* TASK OBJECTIVE
Without the pictures, return all of the material exactly as written.

* STORED DATA
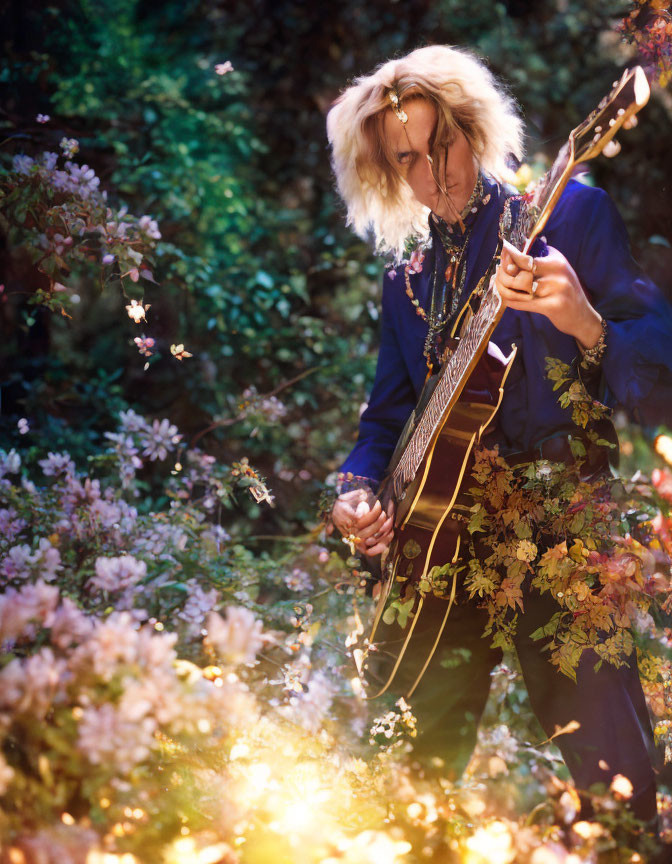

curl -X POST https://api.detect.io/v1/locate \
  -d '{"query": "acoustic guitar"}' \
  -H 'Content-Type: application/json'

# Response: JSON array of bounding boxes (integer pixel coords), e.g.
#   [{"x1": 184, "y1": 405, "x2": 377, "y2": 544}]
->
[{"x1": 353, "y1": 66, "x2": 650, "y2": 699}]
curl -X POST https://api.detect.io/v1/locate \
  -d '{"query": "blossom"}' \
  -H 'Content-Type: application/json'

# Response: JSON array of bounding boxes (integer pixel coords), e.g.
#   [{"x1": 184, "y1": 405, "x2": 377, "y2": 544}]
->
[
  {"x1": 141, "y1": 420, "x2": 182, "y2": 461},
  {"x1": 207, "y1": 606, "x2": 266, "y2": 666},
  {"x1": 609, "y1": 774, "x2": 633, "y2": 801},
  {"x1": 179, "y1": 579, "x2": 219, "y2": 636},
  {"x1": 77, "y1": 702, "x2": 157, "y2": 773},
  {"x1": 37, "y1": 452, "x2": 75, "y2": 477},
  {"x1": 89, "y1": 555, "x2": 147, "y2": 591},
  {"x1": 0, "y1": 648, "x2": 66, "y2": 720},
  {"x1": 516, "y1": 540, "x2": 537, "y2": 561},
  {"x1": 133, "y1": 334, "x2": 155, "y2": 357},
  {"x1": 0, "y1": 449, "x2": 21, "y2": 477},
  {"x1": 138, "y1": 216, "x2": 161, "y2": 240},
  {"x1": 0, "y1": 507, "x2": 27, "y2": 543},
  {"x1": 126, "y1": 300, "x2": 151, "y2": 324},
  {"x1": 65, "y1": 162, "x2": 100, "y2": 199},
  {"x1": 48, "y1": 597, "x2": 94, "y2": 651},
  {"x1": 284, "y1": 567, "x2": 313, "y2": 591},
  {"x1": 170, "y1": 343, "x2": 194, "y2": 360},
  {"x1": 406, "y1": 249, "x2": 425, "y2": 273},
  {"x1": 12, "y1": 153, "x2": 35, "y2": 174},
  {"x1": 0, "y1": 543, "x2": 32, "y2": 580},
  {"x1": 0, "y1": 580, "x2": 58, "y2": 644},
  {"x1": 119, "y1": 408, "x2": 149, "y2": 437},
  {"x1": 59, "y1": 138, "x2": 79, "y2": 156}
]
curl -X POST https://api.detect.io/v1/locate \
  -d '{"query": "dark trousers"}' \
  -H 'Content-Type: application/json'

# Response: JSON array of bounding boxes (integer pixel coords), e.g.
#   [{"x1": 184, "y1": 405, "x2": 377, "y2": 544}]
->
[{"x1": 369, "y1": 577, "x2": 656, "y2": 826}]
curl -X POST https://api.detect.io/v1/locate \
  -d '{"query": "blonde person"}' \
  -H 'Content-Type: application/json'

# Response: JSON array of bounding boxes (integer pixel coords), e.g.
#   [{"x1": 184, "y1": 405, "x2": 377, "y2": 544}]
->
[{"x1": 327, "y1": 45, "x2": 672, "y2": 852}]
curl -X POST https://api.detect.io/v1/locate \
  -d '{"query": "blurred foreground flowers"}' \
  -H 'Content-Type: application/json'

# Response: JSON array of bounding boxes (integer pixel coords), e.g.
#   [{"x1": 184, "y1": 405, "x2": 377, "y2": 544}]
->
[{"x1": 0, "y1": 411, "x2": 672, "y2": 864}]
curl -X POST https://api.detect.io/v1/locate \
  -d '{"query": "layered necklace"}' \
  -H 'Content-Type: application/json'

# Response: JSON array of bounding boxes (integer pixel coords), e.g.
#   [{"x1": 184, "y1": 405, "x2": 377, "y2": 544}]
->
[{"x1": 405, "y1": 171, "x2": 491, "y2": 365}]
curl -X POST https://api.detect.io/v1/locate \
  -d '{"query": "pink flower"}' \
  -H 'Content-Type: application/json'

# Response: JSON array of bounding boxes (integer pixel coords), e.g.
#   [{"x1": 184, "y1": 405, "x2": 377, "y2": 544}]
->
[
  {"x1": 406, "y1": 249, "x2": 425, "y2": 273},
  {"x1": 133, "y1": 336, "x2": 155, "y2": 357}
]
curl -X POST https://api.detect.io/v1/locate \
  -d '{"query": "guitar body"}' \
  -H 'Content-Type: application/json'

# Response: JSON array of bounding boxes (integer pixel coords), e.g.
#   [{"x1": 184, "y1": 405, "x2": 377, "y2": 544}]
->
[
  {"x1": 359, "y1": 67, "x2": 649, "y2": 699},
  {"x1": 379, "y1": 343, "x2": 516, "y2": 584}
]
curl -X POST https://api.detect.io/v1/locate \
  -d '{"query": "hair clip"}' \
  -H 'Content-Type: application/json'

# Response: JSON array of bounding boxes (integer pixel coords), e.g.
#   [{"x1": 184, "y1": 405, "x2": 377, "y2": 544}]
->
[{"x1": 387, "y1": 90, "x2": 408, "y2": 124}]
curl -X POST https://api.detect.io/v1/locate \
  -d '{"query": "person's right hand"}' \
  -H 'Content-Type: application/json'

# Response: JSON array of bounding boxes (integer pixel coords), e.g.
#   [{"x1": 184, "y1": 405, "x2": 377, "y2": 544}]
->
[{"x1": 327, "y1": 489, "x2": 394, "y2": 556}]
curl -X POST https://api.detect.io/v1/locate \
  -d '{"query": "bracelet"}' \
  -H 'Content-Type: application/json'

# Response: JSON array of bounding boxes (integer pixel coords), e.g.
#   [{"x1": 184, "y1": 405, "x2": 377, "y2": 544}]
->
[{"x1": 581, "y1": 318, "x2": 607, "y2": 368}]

* EXERCISE ANSWER
curl -X POST https://api.detect.io/v1/locate \
  -d '{"query": "acoustic guitar"}' \
  -H 'Content-Type: application/json'

# Response: JSON array of bounding boxes (integer pixel coords), e.g.
#   [{"x1": 184, "y1": 405, "x2": 377, "y2": 544}]
->
[{"x1": 353, "y1": 66, "x2": 650, "y2": 699}]
curl -X POST https://api.detect.io/v1/locate \
  -d '{"query": "blossom"}' \
  -H 'Content-Type: application/json'

# Response: JSON array of bounding boxes (integer pixel coords), e.g.
#   [{"x1": 184, "y1": 405, "x2": 377, "y2": 544}]
->
[
  {"x1": 141, "y1": 420, "x2": 182, "y2": 461},
  {"x1": 207, "y1": 606, "x2": 266, "y2": 666},
  {"x1": 609, "y1": 774, "x2": 633, "y2": 801},
  {"x1": 179, "y1": 579, "x2": 219, "y2": 636},
  {"x1": 77, "y1": 702, "x2": 157, "y2": 773},
  {"x1": 37, "y1": 452, "x2": 75, "y2": 477},
  {"x1": 89, "y1": 555, "x2": 147, "y2": 591},
  {"x1": 0, "y1": 648, "x2": 66, "y2": 720},
  {"x1": 516, "y1": 540, "x2": 537, "y2": 561},
  {"x1": 133, "y1": 334, "x2": 155, "y2": 357},
  {"x1": 0, "y1": 449, "x2": 21, "y2": 477},
  {"x1": 138, "y1": 216, "x2": 161, "y2": 240},
  {"x1": 0, "y1": 507, "x2": 27, "y2": 543},
  {"x1": 126, "y1": 300, "x2": 151, "y2": 324},
  {"x1": 65, "y1": 162, "x2": 100, "y2": 199},
  {"x1": 48, "y1": 597, "x2": 94, "y2": 651},
  {"x1": 284, "y1": 567, "x2": 313, "y2": 591},
  {"x1": 170, "y1": 343, "x2": 194, "y2": 360},
  {"x1": 406, "y1": 249, "x2": 425, "y2": 273},
  {"x1": 12, "y1": 153, "x2": 35, "y2": 174},
  {"x1": 0, "y1": 543, "x2": 32, "y2": 580},
  {"x1": 0, "y1": 580, "x2": 58, "y2": 644},
  {"x1": 119, "y1": 408, "x2": 149, "y2": 437},
  {"x1": 59, "y1": 138, "x2": 79, "y2": 156}
]
curl -X POST https://api.detect.io/v1/locate \
  -d '{"query": "dark trousers"}' \
  -H 'Content-Type: application/json'

# Response: JSON array of bounding boxes (integer pixel coords), e.g.
#   [{"x1": 184, "y1": 405, "x2": 377, "y2": 544}]
->
[{"x1": 369, "y1": 577, "x2": 656, "y2": 826}]
curl -X POST https://api.detect.io/v1/locate \
  -d '{"query": "blonde person"}' \
  -H 'Content-Type: application/json'

# Response: JSON array of bounding boxes (integer pixel coords), e.g.
#   [{"x1": 184, "y1": 405, "x2": 377, "y2": 544}]
->
[{"x1": 327, "y1": 45, "x2": 672, "y2": 852}]
curl -X POST https://api.detect.io/v1/locate \
  -d '{"query": "blurred foreground flowers"}' \
  -H 'Content-Type: application/json'

# Response: JSON array of bounding boxes (integer pixel coords), e.g.
#   [{"x1": 184, "y1": 405, "x2": 377, "y2": 544}]
->
[{"x1": 0, "y1": 411, "x2": 672, "y2": 864}]
curl -X POST https://api.detect.io/v1/locate \
  -d '{"query": "layered necklace"}' \
  -H 'Content-Type: application/json'

# Response: JSON array of bounding boxes (integer pixel coords), e.g.
#   [{"x1": 184, "y1": 405, "x2": 377, "y2": 544}]
->
[{"x1": 405, "y1": 171, "x2": 491, "y2": 365}]
curl -X POST https://api.detect.io/v1/locate \
  -d '{"query": "pink flower"}' \
  -H 'Content-Type: application/json'

# Response: JSON array of bounding boxes (integer pixel coords), e.g.
#   [{"x1": 184, "y1": 405, "x2": 377, "y2": 544}]
->
[
  {"x1": 406, "y1": 249, "x2": 425, "y2": 273},
  {"x1": 133, "y1": 336, "x2": 155, "y2": 357}
]
curl -X POST https://api.detect.io/v1/locate \
  -d '{"query": "guitar body"}' \
  -H 'Content-Type: application/json'

# Response: JSON array of bounding boxes (integer pixel coords), e.g.
#   [{"x1": 184, "y1": 405, "x2": 377, "y2": 544}]
->
[
  {"x1": 359, "y1": 67, "x2": 649, "y2": 699},
  {"x1": 379, "y1": 343, "x2": 516, "y2": 584}
]
curl -X POST https://api.detect.io/v1/locate \
  -d '{"query": "hair clip"}' \
  -H 'Content-Type: application/json'

# Response: JSON array of bounding boxes (integer pixel coords), e.g.
#   [{"x1": 184, "y1": 405, "x2": 377, "y2": 544}]
->
[{"x1": 387, "y1": 90, "x2": 408, "y2": 124}]
curl -X POST https://api.detect.io/v1/locate \
  -d '{"query": "person's right hand"}' \
  -H 'Content-Type: application/json'

# Response: JSON array of bounding boxes (integer pixel coords), e.g.
#   [{"x1": 184, "y1": 405, "x2": 377, "y2": 544}]
->
[{"x1": 327, "y1": 489, "x2": 394, "y2": 556}]
curl -X POST https://api.detect.io/v1/locate \
  -d '{"query": "bracelet"}' \
  -H 'Content-Type: application/json'

# Response: JSON array of bounding boxes (integer pixel coords), e.g.
#   [{"x1": 184, "y1": 405, "x2": 377, "y2": 544}]
->
[{"x1": 581, "y1": 318, "x2": 607, "y2": 368}]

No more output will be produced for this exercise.